→ EXCERPTED PASSAGE

RSNA Intracranial Hemorrhage Detection Instructions

Please find the project report in this repository

Setup
File Structure
Files to be downloaded
Data preprocessing and preparation
Extracting metadata from DICOM files
Processing Train Labels
Converting raw images to tfrecords format
Training the Base model
Extract base model embeddings for Sequence model
Training Sequence (LSTM) model
Prediction using saved checkpoint

Setup

Required Python >= 3.6.0

Create virtual environment

python -m venv .venv

Activate environment (Windows)

.venv\Scripts\activate.bat

Activate environment (Unix or MacOS)

source .venv/bin/activate

Installing dependencies (for CPU)

pip install -r requirements.cpu.txt

Installing dependencies (for GPU, recommended)

pip install -r requirements.gpu.txt

File Structure

Save all the files in same folder except wherever mentioned. Also do not change the names of downloaded files

Following should the file structure to run the model smoothly

data/
    intracranial-hemorrhage-detection.zip (181G)
    rsna-intracranial-hemorrhage-detection/ (~13G)
        stage_2_train/
        stage_2_test/
    test/
        test.tfrecord (1.8G)
    train/
        train-01-of-20.tfrecord (545M)
        train-01-of-20.tfrecord
        .....
    validation/
        train-19-of-20.tfrecord (545M)
        train-20-of-20.tfrecord
    train_metadata.csv (80M)
    test_metadata.csv (13M)
    stage_2_train.csv (120M)
    processed_stage_2_train.csv (263M)
    reshaped_stage_2_train.csv (19M)
    train_embeddings.npy (14G)
    train_labels.npy (27M)
    train_mask.npy (9M)
    test_embeddings.npy (2.5G)
    test_img_ids.npy (9.7M)
experiments/
    1577737599_tf_bin_loss_b32_e10/
    lstm/
        1578060580_b32_e20_l3_cs128/
src/
    create_metadata.py
    .....
inception_resnet_v2_2016_08_30.ckpt (237M)
resnet_v2_50.ckpt (307M)

[Referring expression data]
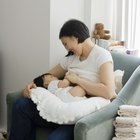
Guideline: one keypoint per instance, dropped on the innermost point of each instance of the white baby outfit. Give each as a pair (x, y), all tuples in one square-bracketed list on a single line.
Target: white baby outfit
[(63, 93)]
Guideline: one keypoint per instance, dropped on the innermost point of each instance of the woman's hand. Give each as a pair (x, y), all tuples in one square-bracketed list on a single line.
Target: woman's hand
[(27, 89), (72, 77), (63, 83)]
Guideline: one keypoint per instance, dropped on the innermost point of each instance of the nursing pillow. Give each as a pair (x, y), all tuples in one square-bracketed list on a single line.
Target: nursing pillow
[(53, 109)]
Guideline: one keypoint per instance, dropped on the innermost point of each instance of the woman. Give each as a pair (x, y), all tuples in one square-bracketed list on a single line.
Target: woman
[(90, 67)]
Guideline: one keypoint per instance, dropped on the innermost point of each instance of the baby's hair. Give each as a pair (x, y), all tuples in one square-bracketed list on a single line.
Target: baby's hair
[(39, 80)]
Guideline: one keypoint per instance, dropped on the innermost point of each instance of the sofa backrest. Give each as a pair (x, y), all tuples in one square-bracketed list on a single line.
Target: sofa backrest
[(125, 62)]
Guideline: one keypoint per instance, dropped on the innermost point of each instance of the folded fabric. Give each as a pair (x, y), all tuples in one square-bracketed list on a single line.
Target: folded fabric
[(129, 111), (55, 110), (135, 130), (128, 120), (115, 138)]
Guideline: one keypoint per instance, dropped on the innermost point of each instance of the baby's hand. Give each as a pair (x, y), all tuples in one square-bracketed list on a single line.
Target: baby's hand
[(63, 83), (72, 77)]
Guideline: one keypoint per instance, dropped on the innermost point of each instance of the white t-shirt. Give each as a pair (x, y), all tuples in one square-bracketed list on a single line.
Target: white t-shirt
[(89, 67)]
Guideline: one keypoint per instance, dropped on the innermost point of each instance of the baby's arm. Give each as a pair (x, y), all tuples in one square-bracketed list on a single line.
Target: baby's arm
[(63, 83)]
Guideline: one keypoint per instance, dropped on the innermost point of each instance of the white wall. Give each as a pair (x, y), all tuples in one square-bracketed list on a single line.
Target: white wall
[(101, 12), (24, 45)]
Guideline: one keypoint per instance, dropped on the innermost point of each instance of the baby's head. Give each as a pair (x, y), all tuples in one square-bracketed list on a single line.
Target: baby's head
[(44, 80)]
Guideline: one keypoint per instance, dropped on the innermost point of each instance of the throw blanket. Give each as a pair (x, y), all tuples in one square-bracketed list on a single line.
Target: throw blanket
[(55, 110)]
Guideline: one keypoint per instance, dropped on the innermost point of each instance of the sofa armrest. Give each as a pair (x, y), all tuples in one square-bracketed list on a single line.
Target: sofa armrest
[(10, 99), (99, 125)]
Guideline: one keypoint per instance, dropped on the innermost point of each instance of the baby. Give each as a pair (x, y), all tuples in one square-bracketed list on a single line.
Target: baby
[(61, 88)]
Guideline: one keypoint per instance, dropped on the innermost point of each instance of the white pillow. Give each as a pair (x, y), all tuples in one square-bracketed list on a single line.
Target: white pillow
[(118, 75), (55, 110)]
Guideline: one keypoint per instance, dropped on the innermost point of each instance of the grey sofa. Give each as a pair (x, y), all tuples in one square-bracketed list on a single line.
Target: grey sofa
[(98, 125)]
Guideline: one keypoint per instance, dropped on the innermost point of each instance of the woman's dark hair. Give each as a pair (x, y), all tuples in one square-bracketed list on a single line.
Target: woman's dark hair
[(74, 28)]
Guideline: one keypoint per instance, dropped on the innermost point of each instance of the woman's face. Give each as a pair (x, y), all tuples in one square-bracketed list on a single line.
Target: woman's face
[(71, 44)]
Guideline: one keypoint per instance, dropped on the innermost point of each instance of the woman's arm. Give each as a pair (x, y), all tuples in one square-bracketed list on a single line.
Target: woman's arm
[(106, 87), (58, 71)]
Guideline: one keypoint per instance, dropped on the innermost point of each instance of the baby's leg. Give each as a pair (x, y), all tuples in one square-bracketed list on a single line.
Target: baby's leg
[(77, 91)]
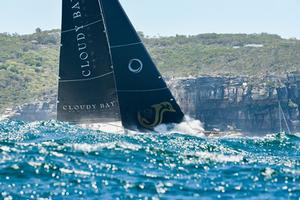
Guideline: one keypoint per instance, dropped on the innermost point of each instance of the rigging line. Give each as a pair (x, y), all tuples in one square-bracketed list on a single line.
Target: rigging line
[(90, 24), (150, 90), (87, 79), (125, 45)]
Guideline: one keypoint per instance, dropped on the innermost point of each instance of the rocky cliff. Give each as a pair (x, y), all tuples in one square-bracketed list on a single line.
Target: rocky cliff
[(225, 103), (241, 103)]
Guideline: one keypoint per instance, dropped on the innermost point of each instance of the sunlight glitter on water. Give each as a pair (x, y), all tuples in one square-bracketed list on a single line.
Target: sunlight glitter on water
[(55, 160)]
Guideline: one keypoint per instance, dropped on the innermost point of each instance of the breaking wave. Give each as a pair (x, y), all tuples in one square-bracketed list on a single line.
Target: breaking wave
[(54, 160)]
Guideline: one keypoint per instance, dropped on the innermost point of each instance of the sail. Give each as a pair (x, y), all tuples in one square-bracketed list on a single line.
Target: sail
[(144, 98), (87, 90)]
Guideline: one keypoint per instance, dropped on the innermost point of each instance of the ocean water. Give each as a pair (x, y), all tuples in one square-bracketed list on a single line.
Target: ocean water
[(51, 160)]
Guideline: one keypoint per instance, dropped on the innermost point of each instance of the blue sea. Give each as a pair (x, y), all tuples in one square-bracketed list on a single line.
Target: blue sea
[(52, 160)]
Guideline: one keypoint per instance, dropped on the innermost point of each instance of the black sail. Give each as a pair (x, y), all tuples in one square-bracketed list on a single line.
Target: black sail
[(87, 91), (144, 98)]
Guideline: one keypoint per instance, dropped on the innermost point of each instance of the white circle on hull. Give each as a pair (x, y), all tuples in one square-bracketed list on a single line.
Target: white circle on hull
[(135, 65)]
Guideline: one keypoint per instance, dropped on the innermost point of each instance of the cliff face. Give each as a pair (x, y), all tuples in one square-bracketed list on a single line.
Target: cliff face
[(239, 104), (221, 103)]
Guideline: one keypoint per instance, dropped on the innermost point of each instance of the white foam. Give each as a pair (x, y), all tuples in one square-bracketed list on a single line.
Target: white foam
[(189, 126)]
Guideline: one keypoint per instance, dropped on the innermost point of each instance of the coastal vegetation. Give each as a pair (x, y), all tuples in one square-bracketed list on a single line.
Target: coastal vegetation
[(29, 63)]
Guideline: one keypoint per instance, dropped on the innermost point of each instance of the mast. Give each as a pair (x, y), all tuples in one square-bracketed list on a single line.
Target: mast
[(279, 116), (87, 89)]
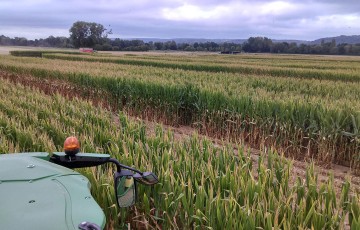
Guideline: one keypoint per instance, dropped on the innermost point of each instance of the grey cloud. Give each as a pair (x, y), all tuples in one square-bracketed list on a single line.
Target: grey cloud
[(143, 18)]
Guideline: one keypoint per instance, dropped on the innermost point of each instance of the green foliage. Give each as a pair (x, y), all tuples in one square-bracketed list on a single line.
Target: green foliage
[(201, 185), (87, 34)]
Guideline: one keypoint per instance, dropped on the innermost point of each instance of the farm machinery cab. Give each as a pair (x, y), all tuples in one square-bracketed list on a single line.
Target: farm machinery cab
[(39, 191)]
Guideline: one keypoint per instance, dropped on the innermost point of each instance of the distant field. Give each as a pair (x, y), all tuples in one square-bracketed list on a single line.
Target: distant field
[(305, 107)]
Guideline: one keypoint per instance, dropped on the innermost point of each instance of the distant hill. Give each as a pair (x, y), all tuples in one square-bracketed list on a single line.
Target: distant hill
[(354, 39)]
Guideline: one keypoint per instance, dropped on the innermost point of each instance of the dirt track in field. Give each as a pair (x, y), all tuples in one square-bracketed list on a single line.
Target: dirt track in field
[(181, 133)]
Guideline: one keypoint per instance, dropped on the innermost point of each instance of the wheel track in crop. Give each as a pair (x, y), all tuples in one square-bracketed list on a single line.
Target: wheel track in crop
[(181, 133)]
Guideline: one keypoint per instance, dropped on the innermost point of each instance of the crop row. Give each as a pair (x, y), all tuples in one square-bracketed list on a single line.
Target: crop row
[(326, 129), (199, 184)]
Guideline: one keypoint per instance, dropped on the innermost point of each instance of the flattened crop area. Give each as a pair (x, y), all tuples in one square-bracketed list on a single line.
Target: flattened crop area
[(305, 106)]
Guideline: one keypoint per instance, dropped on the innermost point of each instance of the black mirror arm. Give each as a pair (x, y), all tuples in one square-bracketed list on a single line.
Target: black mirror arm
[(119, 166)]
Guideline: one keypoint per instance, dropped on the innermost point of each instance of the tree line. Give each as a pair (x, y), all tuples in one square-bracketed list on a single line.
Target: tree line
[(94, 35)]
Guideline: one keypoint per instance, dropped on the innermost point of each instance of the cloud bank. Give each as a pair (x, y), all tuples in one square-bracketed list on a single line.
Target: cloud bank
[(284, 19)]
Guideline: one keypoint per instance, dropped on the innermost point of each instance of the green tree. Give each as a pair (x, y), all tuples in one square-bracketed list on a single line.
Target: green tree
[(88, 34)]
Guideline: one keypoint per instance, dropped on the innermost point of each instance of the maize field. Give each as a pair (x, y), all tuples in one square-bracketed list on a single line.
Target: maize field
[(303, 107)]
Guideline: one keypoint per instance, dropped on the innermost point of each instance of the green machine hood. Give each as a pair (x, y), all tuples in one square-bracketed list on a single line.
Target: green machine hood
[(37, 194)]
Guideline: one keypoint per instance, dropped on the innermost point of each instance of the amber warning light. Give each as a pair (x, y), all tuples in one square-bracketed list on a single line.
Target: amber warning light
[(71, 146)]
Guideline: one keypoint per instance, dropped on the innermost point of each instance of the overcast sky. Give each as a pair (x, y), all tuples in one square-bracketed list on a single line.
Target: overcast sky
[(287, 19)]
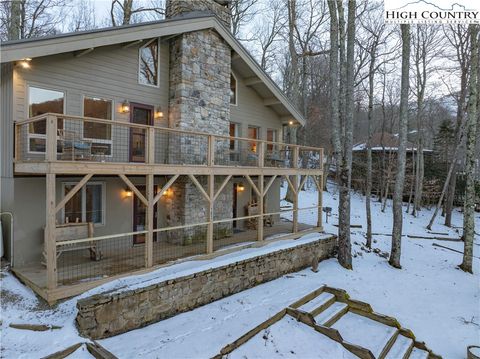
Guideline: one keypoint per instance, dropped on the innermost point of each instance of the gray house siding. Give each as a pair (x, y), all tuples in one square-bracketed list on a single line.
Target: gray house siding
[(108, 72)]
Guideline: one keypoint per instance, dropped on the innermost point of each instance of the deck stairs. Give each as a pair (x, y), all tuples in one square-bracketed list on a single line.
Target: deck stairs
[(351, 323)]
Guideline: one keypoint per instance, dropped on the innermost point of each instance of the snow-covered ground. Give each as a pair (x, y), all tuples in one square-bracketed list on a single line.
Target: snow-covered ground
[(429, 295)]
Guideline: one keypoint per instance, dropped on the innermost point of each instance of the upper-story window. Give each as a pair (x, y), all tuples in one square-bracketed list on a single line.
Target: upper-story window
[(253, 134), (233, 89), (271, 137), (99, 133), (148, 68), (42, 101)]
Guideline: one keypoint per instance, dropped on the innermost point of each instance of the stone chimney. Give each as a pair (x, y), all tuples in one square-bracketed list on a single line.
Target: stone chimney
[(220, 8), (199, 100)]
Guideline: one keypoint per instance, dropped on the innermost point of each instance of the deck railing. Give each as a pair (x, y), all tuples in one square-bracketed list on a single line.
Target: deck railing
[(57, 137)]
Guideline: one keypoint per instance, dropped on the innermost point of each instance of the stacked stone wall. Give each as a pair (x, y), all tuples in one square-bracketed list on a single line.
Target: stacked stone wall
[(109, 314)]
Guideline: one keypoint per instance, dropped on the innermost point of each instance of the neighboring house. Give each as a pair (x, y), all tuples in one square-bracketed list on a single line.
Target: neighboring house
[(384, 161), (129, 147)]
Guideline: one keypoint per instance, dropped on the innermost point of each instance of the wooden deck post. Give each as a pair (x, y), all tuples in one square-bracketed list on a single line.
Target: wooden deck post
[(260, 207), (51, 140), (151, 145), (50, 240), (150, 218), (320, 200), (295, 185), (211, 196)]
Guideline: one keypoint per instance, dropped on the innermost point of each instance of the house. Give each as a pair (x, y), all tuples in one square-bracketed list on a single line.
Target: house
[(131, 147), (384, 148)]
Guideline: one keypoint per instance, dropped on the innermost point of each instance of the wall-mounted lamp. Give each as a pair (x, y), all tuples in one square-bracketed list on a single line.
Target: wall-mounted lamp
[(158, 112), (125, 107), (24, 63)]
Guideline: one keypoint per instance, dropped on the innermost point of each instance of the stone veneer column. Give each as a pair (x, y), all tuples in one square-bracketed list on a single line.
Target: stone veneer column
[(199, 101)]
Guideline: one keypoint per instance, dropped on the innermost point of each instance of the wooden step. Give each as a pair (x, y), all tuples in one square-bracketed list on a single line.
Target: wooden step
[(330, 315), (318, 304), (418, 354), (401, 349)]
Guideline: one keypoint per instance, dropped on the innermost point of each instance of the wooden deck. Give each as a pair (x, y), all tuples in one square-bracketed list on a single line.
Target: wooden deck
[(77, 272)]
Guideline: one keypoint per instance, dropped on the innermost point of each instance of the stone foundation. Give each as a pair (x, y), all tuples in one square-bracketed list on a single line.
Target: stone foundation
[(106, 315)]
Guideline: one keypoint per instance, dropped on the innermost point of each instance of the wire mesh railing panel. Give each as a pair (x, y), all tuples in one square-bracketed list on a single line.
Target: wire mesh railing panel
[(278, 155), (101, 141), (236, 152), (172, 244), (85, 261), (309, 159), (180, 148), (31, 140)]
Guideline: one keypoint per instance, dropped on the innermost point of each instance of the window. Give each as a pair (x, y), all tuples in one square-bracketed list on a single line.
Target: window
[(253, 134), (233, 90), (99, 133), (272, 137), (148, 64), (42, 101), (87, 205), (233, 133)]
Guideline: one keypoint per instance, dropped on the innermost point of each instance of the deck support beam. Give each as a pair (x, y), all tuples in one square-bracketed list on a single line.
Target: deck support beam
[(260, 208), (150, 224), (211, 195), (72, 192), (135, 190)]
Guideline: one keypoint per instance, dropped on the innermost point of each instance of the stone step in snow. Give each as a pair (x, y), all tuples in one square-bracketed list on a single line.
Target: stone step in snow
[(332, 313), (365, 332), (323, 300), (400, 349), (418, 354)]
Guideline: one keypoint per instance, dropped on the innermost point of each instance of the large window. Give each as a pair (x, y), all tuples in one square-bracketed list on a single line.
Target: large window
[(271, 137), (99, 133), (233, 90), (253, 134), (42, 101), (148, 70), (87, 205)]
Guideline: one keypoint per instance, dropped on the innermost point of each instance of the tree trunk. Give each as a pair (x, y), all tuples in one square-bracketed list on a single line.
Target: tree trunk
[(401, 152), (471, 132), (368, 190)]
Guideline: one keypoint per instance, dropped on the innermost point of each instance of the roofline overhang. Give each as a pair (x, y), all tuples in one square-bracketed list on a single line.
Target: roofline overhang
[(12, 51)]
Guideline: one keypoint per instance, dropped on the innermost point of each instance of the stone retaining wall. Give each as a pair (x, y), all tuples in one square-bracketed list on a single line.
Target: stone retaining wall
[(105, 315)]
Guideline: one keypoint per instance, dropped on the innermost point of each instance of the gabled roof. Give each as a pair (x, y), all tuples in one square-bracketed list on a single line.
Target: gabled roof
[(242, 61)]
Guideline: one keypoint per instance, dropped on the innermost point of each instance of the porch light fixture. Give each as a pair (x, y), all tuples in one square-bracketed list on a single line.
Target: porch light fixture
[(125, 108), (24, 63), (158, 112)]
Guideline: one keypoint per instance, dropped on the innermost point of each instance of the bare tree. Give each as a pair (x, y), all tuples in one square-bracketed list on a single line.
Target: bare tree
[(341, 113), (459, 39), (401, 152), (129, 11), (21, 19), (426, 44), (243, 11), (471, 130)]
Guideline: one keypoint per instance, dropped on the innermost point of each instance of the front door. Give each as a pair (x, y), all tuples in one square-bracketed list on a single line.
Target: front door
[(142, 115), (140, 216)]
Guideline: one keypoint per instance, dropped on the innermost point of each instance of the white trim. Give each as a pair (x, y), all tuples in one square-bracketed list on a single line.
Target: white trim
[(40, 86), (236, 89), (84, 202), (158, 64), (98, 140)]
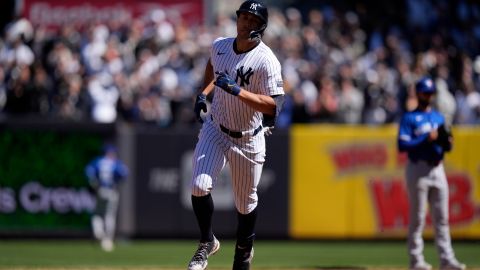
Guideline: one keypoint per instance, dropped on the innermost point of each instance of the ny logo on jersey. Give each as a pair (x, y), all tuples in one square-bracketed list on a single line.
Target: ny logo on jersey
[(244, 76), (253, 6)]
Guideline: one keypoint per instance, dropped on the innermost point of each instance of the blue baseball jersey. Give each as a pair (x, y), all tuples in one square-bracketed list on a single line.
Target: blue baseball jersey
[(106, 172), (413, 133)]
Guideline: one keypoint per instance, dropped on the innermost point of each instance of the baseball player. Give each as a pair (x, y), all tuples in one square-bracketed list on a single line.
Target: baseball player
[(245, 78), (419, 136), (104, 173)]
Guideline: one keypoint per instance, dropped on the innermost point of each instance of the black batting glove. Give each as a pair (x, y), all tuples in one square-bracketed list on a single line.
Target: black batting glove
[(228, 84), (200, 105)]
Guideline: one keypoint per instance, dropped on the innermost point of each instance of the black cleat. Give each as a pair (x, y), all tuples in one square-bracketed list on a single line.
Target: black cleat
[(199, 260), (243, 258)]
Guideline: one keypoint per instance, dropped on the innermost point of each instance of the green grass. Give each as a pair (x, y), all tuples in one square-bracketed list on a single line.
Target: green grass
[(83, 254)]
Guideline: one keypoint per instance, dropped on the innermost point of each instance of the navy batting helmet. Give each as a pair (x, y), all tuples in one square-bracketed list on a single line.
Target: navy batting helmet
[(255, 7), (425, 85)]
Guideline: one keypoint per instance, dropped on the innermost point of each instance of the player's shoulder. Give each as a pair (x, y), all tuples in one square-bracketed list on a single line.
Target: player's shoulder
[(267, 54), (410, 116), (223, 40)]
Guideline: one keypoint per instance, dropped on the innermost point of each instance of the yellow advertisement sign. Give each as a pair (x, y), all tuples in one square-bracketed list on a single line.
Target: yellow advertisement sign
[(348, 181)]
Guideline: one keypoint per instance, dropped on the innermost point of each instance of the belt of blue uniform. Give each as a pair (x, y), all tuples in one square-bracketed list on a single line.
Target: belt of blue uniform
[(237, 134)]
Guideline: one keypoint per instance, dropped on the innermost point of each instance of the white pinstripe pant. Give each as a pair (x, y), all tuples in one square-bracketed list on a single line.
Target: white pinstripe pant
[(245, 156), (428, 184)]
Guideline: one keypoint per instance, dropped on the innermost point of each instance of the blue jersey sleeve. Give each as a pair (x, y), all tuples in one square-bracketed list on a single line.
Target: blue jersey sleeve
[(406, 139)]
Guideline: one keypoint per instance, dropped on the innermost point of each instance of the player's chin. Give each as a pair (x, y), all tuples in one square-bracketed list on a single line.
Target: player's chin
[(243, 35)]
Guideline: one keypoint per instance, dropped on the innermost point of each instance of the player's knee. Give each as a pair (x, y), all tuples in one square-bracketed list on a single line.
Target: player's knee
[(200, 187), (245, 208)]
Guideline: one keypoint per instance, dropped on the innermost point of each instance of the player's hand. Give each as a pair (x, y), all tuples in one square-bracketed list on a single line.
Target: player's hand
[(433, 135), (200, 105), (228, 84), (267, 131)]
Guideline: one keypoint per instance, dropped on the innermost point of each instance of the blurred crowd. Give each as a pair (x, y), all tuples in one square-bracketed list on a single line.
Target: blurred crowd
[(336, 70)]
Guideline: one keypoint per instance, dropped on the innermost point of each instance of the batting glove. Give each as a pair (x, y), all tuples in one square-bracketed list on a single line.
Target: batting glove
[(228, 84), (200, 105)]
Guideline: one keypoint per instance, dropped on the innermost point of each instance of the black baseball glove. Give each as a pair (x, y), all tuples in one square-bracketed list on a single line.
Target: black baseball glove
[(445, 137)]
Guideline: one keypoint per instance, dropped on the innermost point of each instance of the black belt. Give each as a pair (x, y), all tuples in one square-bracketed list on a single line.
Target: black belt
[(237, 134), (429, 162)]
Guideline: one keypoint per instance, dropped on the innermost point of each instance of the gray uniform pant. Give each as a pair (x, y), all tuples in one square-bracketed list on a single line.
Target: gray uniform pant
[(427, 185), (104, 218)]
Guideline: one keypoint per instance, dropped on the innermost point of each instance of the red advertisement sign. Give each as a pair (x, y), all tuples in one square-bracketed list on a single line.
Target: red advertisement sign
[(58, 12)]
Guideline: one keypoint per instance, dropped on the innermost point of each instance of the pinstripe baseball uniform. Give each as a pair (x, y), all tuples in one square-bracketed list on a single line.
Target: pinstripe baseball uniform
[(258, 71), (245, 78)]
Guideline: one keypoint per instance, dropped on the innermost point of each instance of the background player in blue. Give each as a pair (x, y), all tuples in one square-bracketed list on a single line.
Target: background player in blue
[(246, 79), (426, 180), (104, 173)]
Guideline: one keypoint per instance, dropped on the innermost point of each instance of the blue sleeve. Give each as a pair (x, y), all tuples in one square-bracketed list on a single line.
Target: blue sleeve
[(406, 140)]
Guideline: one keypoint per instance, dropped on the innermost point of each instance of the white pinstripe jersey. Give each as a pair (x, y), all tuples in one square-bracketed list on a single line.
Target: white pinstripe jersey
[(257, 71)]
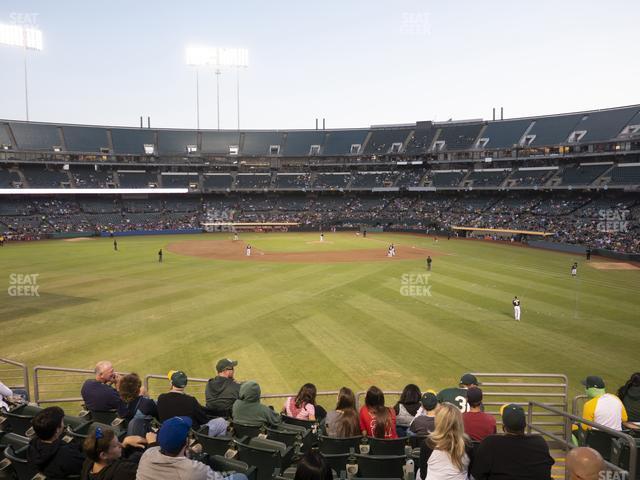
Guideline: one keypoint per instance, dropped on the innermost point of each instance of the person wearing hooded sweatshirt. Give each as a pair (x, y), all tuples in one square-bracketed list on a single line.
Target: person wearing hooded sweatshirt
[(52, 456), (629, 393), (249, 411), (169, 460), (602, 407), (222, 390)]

→ WORK REQUEST
Answer the following from the RSNA intracranial hemorrhage detection instructions.
1. What is the minimum required Python version?
2. Which requirements file is installed for a GPU setup?
3. What size is given for train_embeddings.npy?

→ EXERCISE OUTPUT
1. Python 3.6.0
2. requirements.gpu.txt
3. 14G